* _Cosa fare_
Copia parola per parola il pezzo dell'articolo su Massimiliano Bruno: parti dalle parole "In occasione dell’uscita" e fermati dopo "futuro del cinema.".

* _Estratto del documento_
========
“Non faccio la commedia borghese”: Massimiliano Bruno da C’era una volta il crimine al futuro del cinema

In occasione dell’uscita nelle sale di C’era una volta il crimine, il suo regista Massimiliano Bruno è stato ospite nel nuovo appuntamento con il BAD TIME di Francesco Alò. Opportunità per parlare del film, ma anche del percorso del regista e di come lui vede il futuro del cinema.

Un regista sincero e disturbante

Partendo dalla tradizione della commedia italiana, Bruno è stato capace di realizzare opere che hanno suscitato dibattiti e irritazione, come Viva l’Italia:

Ho scelto di essere sincero e disturbante, per cui ho dovuto mettere in preventivo di non essere sopportato dalla metà dei critici. Non sono quello che sta comodo in certi salotti o coltiva rapporti per avere benevolenza da parte di certa intellighenzia. A 50 anni non voglio essere politicamente corretto: non faccio la commedia borghese, non mi interessa raccontare le idiosincrasie dei loro componenti, ma gli operai fascisti di oggi o un tipo di generazione che ha massacrato i giovani. Voglio parlare bene di chi ha meno di 25 anni, per evitare il discorso: “Si stava meglio quando si stava peggio“.
========
* _Materiale di partenza_
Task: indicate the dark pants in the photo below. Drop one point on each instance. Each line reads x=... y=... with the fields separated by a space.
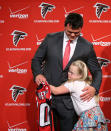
x=64 y=117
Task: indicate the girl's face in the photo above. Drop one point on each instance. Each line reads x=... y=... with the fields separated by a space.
x=73 y=73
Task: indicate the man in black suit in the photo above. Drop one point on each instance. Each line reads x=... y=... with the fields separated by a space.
x=51 y=52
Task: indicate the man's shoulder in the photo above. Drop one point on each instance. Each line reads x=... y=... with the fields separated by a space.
x=54 y=34
x=83 y=40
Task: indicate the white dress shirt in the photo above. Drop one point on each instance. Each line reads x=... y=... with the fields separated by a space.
x=72 y=45
x=75 y=89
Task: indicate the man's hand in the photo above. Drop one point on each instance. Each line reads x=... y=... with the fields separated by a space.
x=40 y=78
x=89 y=92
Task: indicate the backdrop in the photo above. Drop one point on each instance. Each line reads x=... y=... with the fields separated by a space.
x=23 y=25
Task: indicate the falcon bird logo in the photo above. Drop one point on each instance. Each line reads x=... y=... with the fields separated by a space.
x=101 y=8
x=17 y=35
x=45 y=8
x=16 y=91
x=103 y=62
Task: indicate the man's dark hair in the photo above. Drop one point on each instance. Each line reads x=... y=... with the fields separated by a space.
x=74 y=20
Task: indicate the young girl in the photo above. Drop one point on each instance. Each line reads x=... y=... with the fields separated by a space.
x=91 y=117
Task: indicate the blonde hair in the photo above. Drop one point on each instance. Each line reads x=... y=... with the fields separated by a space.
x=82 y=70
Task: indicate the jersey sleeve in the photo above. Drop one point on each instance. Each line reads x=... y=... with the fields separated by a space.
x=70 y=86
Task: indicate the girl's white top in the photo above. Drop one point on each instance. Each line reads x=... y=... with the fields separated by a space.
x=75 y=89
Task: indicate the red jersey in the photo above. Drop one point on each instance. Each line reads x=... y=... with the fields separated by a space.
x=44 y=113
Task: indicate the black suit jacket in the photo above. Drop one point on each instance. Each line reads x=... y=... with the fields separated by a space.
x=50 y=51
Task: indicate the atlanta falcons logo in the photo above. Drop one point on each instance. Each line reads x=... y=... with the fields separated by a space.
========
* _Soluzione_
In occasione dell’uscita nelle sale di C’era una volta il crimine, il suo regista Massimiliano Bruno è stato ospite nel nuovo appuntamento con il BAD TIME di Francesco Alò. Opportunità per parlare del film, ma anche del percorso del regista e di come lui vede il futuro del cinema.